→ **Extracted records**:
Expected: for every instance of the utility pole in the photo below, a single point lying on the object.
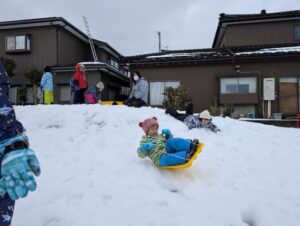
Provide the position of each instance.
(159, 41)
(86, 24)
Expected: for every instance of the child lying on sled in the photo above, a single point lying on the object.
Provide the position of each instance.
(163, 149)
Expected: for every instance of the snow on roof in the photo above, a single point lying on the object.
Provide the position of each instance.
(272, 50)
(91, 62)
(181, 54)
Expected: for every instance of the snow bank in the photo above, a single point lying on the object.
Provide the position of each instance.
(249, 174)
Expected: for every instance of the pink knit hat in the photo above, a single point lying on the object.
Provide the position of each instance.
(148, 123)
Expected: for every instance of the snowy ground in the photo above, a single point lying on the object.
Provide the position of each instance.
(249, 174)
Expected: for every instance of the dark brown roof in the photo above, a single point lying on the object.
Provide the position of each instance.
(52, 21)
(259, 16)
(202, 56)
(262, 16)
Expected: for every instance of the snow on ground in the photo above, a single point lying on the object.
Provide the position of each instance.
(249, 174)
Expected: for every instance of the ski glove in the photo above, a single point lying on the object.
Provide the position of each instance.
(167, 133)
(147, 147)
(17, 171)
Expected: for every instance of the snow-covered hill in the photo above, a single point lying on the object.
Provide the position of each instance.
(249, 174)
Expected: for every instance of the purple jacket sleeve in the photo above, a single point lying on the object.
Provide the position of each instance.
(9, 126)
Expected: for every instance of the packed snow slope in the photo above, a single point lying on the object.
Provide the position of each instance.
(249, 174)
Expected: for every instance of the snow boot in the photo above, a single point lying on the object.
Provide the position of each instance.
(193, 148)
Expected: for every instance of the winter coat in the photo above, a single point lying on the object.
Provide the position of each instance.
(140, 90)
(159, 149)
(79, 77)
(47, 82)
(9, 126)
(94, 91)
(193, 121)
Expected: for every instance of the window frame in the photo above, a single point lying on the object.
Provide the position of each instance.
(237, 84)
(27, 43)
(161, 81)
(295, 27)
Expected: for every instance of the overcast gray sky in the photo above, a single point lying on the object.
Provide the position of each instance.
(131, 26)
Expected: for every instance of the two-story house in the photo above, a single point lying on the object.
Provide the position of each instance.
(246, 50)
(55, 42)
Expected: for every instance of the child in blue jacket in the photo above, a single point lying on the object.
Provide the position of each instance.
(18, 162)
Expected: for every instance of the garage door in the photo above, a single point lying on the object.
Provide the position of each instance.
(288, 95)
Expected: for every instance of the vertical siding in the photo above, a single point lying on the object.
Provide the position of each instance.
(203, 83)
(71, 49)
(43, 49)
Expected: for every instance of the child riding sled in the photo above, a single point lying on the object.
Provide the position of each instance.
(163, 149)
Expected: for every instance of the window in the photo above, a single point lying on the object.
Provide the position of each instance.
(297, 32)
(157, 89)
(114, 63)
(19, 43)
(238, 85)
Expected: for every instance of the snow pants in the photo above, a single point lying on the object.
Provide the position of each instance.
(48, 97)
(6, 207)
(177, 148)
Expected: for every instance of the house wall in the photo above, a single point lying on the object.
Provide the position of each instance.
(43, 50)
(203, 80)
(71, 49)
(259, 34)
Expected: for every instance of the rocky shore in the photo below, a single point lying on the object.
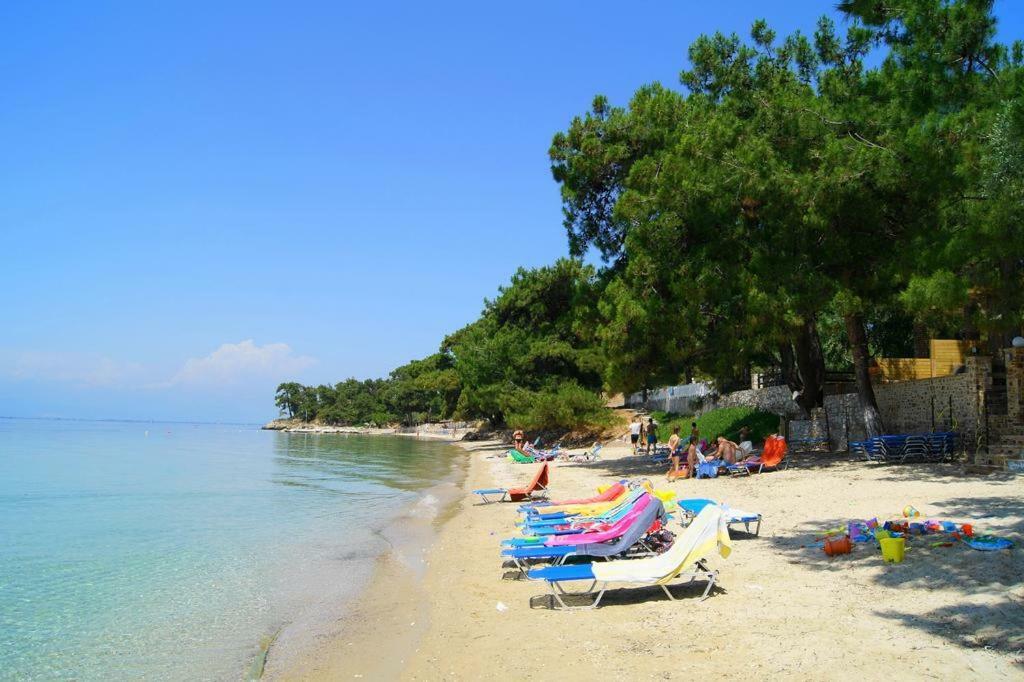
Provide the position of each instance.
(444, 430)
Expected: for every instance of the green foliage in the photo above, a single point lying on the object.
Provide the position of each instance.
(567, 407)
(535, 338)
(726, 421)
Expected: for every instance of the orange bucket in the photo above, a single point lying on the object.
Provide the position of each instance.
(836, 546)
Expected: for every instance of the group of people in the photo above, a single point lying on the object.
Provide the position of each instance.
(685, 455)
(685, 460)
(641, 433)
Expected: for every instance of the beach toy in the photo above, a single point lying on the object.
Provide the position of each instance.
(893, 549)
(988, 543)
(665, 496)
(836, 546)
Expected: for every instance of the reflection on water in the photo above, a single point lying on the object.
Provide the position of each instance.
(166, 551)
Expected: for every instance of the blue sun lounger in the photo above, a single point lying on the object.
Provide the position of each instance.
(632, 536)
(707, 534)
(693, 507)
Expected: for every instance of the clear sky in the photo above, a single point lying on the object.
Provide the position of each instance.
(201, 200)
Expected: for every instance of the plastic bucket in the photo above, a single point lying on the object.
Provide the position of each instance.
(892, 549)
(836, 546)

→ **What to work on**:
What you return should match the records above word for word, minus the pictures.

→ **Problem solution**:
Expected: for every instance of the utility pole in the photo below, a single point lying on the object.
Provide the position of each instance.
(159, 41)
(86, 24)
Expected: for every instance of the child lying on sled in the photo above, a single point lying on the object.
Provide the position of each instance.
(163, 149)
Expected: for every instance of the snow on roof in the photo above, a single point lying on the object.
Provide the position of each instance.
(272, 50)
(91, 62)
(181, 54)
Expected: for every instance of the snow bank in the photo above, a single point lying on the object.
Provide the position of each instance.
(249, 174)
Expected: for every instance of the pink knit hat in the photo above, a single point lying on the object.
Provide the position of each instance.
(148, 123)
Expected: for every instance of the snowy ground in the photo above, a single point lying on the object.
Provide the position of each instance.
(249, 174)
Expected: for every instance of the dark brown roof in the photo above, a single point lying on the object.
Provide the position of each instance.
(52, 21)
(259, 16)
(202, 56)
(262, 16)
Expected: for every instance of the snow on ground in the photo above, a single point lying on the object.
Provide the position of each instance.
(249, 174)
Expected: for every instance of the ski glove in the photo above, a single point lying on the object.
Provide the position of each instance.
(167, 133)
(147, 147)
(17, 171)
Expected: for every instance of the snow-covered hill in the photo above, a single point lying on the object.
Provide the position of each instance.
(249, 174)
Expected: for every instance of the purple jacket sleeve in the photo above, a single point lying on the object.
Provide the position of each instance.
(9, 126)
Expected: for every instance of the packed snow slope in the photo above, a single point lying on the object.
Provide the position of each instance.
(249, 174)
Expected: for every instance of the snow boot in the photo above, a single point lying on the object.
Provide the position of each instance.
(193, 148)
Expected: for every instance of the winter coat in the photo above, a single point lying on the object.
Provide the position of each instance.
(140, 90)
(159, 149)
(79, 77)
(47, 82)
(9, 126)
(94, 91)
(193, 121)
Expected: for every instance of the window frame in the photo above, a single point lying on the object.
Provide the position of each instance.
(237, 84)
(27, 43)
(161, 81)
(295, 27)
Expected: for every instance of the overcast gray sky in the photo above, a single point lying on the object.
Provide the position of each instance.
(131, 26)
Expected: for every instance of the two-story house in the photo above, a single point lying on the object.
Provide the position of each instance.
(246, 50)
(55, 42)
Expected: for every instance of the child in blue jacket in the photo above, a single point lying on the object.
Provide the position of each instance.
(18, 162)
Expected: for every instance of the garage door in the photo above, a single point lying on the object.
Provide the position of each instance.
(288, 95)
Expected: for every instance of the vertical siding in the photo above, a single point lying on the object.
Provide the position of each instance.
(203, 83)
(71, 49)
(43, 49)
Expected: for every instance of the child riding sled in the photo above, a single point lying on the object.
Provide the position of each instance.
(163, 149)
Expected: for every instance of the window in the photo above, a single point lying on the object.
Provide the position of each instance.
(297, 32)
(157, 89)
(114, 63)
(19, 43)
(238, 85)
Expected: for every instance of the snow pants in the photo above, a single point lying on the object.
Provide the position of each instance.
(48, 97)
(6, 207)
(177, 148)
Expected: for every instance of the house wall in the photo above, a single point lying on the object.
Provide the position of each instance.
(43, 50)
(203, 80)
(71, 49)
(259, 34)
Expected: for every instance of the rocky shore in the photo below, a single point lying on the object.
Provide the position of each instance.
(444, 430)
Expected: for every instance of the green foliage in the photo above, a single point lying on the object.
Provide the position of each instance.
(567, 407)
(535, 338)
(726, 421)
Expected: for every instance of the orange bucket in the photo above, a single point lying on the object.
Provide the position of each instance.
(836, 546)
Expected: for every instance of the group of people in the photo above, a single point lying on the object.
Provide the position of each instance.
(685, 455)
(685, 460)
(641, 433)
Expected: for every instance of the beach toy in the photo above, a single point lying on the object.
Provide the position of each instance.
(893, 549)
(988, 543)
(665, 496)
(836, 546)
Expected: for every instance of the reflection on water in the photo above, a single point lying on the object.
Provide the position of each instance.
(166, 551)
Expected: for every instance of the blue sun lounger in the photo above, a single point lying on the object.
Provide the position of each instance.
(632, 536)
(707, 534)
(693, 507)
Expected: for every instance of the clear sky in the photo above, a single point lying on the object.
Provide the position of each instance.
(201, 200)
Expected: for every instance of the plastic bucket in the photo above, a single point lying on the object.
Provide the position of each instance.
(892, 549)
(836, 546)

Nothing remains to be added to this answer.